__WHAT TO WORK ON__: Copy out the listing in full, exactly as written, but not its pictures.

┌─ DATASET ROWS

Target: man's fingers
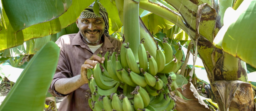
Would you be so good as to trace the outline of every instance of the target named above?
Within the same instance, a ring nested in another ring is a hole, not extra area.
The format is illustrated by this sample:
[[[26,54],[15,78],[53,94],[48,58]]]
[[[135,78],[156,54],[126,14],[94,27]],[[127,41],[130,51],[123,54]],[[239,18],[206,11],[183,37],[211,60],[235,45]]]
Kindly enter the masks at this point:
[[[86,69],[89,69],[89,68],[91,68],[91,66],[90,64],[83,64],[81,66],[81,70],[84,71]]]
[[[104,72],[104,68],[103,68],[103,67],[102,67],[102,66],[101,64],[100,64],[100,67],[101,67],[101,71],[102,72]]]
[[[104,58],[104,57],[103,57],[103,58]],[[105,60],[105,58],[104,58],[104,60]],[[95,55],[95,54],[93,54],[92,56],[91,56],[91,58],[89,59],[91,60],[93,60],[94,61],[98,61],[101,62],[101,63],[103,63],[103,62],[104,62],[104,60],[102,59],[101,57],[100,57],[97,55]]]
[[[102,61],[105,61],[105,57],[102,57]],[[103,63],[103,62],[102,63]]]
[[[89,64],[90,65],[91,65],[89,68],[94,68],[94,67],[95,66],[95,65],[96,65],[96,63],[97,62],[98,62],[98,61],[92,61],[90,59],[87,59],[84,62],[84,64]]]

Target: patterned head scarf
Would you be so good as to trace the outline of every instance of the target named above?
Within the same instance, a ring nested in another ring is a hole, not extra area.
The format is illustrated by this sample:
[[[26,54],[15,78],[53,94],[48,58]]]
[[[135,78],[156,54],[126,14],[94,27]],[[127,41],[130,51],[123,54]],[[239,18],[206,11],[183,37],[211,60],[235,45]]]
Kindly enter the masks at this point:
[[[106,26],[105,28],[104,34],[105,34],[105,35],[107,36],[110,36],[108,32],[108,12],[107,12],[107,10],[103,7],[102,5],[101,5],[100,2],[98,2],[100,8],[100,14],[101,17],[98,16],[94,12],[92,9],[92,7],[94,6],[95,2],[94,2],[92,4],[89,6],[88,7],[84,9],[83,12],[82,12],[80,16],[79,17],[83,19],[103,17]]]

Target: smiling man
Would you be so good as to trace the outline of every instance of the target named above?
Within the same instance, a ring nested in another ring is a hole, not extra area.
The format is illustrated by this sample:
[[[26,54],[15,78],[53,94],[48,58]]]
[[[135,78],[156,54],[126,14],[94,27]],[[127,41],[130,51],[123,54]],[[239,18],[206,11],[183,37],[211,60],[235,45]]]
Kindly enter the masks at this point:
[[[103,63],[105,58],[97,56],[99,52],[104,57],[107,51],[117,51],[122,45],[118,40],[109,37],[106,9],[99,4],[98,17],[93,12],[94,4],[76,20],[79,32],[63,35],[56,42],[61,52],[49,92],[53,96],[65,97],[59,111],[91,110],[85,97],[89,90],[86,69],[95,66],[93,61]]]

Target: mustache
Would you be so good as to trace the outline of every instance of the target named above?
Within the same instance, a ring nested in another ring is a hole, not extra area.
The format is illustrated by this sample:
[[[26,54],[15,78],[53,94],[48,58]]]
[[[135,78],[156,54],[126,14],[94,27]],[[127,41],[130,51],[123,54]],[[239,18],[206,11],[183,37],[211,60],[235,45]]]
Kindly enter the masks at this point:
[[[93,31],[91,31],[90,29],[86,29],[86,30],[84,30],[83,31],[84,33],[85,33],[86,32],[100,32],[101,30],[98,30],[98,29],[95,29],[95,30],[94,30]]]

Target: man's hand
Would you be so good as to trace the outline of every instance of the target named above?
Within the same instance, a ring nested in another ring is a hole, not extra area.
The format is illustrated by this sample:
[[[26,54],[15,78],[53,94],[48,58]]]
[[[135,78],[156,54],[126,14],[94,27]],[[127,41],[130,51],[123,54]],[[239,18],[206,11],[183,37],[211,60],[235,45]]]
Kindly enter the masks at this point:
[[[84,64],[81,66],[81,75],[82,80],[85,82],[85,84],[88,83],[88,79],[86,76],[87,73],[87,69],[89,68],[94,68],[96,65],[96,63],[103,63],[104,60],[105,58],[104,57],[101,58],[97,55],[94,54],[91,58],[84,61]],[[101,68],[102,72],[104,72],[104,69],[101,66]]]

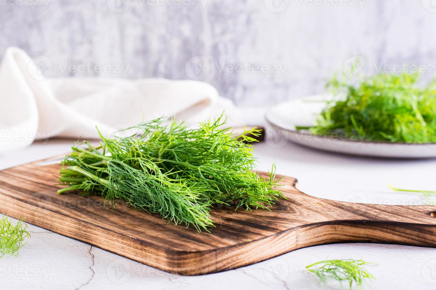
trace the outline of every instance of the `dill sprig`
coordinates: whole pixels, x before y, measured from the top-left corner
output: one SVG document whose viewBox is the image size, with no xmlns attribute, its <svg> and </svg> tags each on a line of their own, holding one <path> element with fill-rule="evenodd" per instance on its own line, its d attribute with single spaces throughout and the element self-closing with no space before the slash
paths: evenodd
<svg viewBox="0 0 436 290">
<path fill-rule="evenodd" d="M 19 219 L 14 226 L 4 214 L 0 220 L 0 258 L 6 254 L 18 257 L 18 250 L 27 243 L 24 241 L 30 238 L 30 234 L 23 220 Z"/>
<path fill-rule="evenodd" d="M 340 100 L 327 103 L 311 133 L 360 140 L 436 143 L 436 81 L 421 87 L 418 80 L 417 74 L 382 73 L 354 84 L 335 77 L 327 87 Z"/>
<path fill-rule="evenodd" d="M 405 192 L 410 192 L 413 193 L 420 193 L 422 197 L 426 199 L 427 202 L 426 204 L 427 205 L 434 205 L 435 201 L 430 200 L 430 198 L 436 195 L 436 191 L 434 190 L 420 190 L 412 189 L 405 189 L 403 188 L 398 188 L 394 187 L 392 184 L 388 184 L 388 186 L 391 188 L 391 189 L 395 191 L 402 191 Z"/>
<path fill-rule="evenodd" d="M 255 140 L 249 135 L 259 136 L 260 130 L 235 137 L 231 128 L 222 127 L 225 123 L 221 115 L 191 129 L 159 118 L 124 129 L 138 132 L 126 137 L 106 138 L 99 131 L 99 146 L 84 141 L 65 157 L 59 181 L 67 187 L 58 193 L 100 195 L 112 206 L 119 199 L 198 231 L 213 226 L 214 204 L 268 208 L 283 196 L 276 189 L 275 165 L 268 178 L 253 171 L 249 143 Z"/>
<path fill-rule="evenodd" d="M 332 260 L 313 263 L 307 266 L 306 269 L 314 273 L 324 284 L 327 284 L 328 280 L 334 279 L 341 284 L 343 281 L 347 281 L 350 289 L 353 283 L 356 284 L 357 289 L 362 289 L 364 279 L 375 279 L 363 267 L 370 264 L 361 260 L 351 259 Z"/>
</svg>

└─

__EXERCISE ANSWER__:
Target: man's fingers
Would you be so good as to trace the outline of every instance of the target named above?
Within the same instance, a ring nested in another ring is a hole, not extra area.
The format is illustrated by this sample:
[[[26,54],[15,78],[53,94],[48,58]]]
[[[135,78],[156,54],[126,14],[94,27]],[[127,41],[130,51],[123,54]],[[239,18],[206,11],[183,37],[211,60],[235,45]]]
Kindly enter the masks at this point:
[[[86,69],[89,69],[89,68],[91,68],[91,66],[90,64],[83,64],[81,66],[81,70],[84,71]]]
[[[104,72],[104,68],[103,68],[103,67],[102,67],[102,66],[101,64],[100,64],[100,67],[101,67],[101,71],[102,72]]]
[[[104,58],[104,57],[103,57],[103,58]],[[105,60],[105,58],[104,58],[104,60]],[[95,55],[95,54],[93,54],[92,56],[91,56],[91,58],[89,59],[91,60],[93,60],[94,61],[98,61],[101,62],[101,63],[103,63],[103,62],[104,62],[104,60],[102,59],[101,57],[100,57],[97,55]]]
[[[102,61],[105,61],[105,57],[102,57]],[[103,63],[103,62],[102,63]]]
[[[89,64],[90,65],[91,65],[89,68],[94,68],[94,67],[95,66],[95,65],[96,65],[96,63],[97,62],[98,62],[98,61],[92,61],[90,59],[87,59],[84,62],[84,64]]]

Target: patterned head scarf
Would you be so good as to trace the outline of every instance of the target named above?
Within the same instance, a ring nested in another ring is a hole, not extra area.
The format is illustrated by this sample:
[[[26,54],[15,78],[53,94],[48,58]]]
[[[135,78],[156,54],[126,14],[94,27]],[[127,41],[130,51],[123,54]],[[239,18],[206,11],[183,37],[211,60],[235,45]]]
Kindly enter the masks at this point:
[[[106,26],[105,28],[104,34],[105,34],[105,35],[107,36],[110,36],[108,32],[108,12],[107,12],[107,10],[103,7],[102,5],[101,5],[100,2],[98,2],[100,8],[100,14],[101,17],[98,16],[94,12],[92,9],[92,7],[94,6],[95,2],[94,2],[92,4],[89,6],[88,7],[84,9],[83,12],[82,12],[80,16],[79,17],[83,19],[103,17]]]

Target: smiling man
Would you be so good as to trace the outline of every instance of the target named above?
Within the same instance, a ring nested in another ring is a hole, not extra area.
The format is illustrated by this sample:
[[[26,54],[15,78],[53,94],[48,58]]]
[[[135,78],[156,54],[126,14],[94,27]],[[127,41],[130,51],[123,54]],[[239,18],[206,11],[183,37],[211,60],[235,45]]]
Kindly enter the masks at this point:
[[[103,63],[105,58],[97,56],[99,52],[104,57],[107,51],[117,51],[122,45],[118,40],[109,37],[106,9],[99,4],[98,17],[93,12],[94,4],[76,20],[79,32],[63,35],[56,42],[61,52],[49,92],[53,96],[65,97],[59,111],[91,110],[85,97],[89,90],[86,69],[95,66],[93,61]]]

Target: mustache
Would you be so good as to trace the outline of every instance of the target named above?
Within the same instance, a ring nested in another ring is a hole, not extra area.
The format is illustrated by this sample:
[[[26,54],[15,78],[53,94],[48,58]]]
[[[135,78],[156,54],[126,14],[94,27]],[[127,41],[130,51],[123,54]],[[239,18],[206,11],[183,37],[211,60],[235,45]]]
Kindly enter the masks at this point:
[[[93,31],[91,31],[90,29],[86,29],[86,30],[84,30],[83,31],[84,33],[85,33],[86,32],[100,32],[101,30],[98,30],[98,29],[95,29],[95,30],[94,30]]]

Target: man's hand
Would you be so good as to trace the outline of every instance of the target named above?
Within the same instance, a ring nested in another ring is a hole, not extra area.
The format is illustrated by this sample:
[[[26,54],[15,78],[53,94],[48,58]]]
[[[135,78],[156,54],[126,14],[94,27]],[[127,41],[130,51],[123,54]],[[239,18],[206,11],[183,37],[211,60],[235,45]]]
Kindly enter the masks at this point:
[[[84,64],[81,66],[81,75],[82,80],[85,82],[85,84],[88,83],[88,79],[86,76],[87,73],[87,69],[89,68],[94,68],[96,65],[96,63],[103,63],[104,60],[105,58],[104,57],[101,58],[97,55],[94,54],[91,58],[84,61]],[[101,68],[102,72],[104,72],[104,69],[101,66]]]

trace the outline of every instance of the `dill sprig`
coordinates: whole pixels, x before y, measured from the top-left corner
output: one SVG document whose viewBox is the image size, with no xmlns attribute, its <svg> and </svg> tags each on a line of their own, holding one <path> element with fill-rule="evenodd" per instance on its own line, its d attribute with single spaces throughout and the element self-closing with no space before the slash
paths: evenodd
<svg viewBox="0 0 436 290">
<path fill-rule="evenodd" d="M 19 219 L 14 226 L 4 214 L 0 220 L 0 258 L 6 254 L 18 257 L 18 250 L 27 243 L 24 241 L 30 238 L 30 234 L 23 220 Z"/>
<path fill-rule="evenodd" d="M 340 100 L 327 103 L 311 133 L 360 140 L 436 143 L 436 81 L 421 87 L 418 80 L 417 74 L 382 73 L 354 84 L 335 77 L 327 87 Z"/>
<path fill-rule="evenodd" d="M 405 192 L 410 192 L 413 193 L 420 193 L 422 197 L 426 199 L 427 202 L 426 204 L 427 205 L 434 205 L 435 201 L 430 200 L 430 198 L 436 195 L 436 191 L 434 190 L 420 190 L 412 189 L 405 189 L 403 188 L 398 188 L 394 187 L 392 184 L 388 184 L 388 186 L 391 188 L 391 189 L 395 191 L 402 191 Z"/>
<path fill-rule="evenodd" d="M 255 140 L 249 135 L 259 136 L 260 130 L 235 137 L 231 128 L 222 127 L 225 123 L 221 115 L 191 129 L 159 118 L 124 129 L 138 132 L 126 137 L 106 138 L 99 131 L 99 146 L 84 141 L 65 157 L 59 181 L 67 187 L 58 193 L 100 195 L 112 206 L 119 199 L 198 231 L 213 226 L 214 204 L 268 208 L 283 196 L 276 189 L 275 165 L 268 178 L 253 171 L 249 143 Z"/>
<path fill-rule="evenodd" d="M 332 260 L 313 263 L 307 266 L 306 269 L 314 273 L 324 284 L 327 284 L 328 280 L 334 279 L 341 284 L 343 281 L 347 281 L 350 289 L 353 283 L 356 284 L 357 289 L 362 289 L 364 279 L 375 279 L 363 267 L 370 264 L 361 260 L 351 259 Z"/>
</svg>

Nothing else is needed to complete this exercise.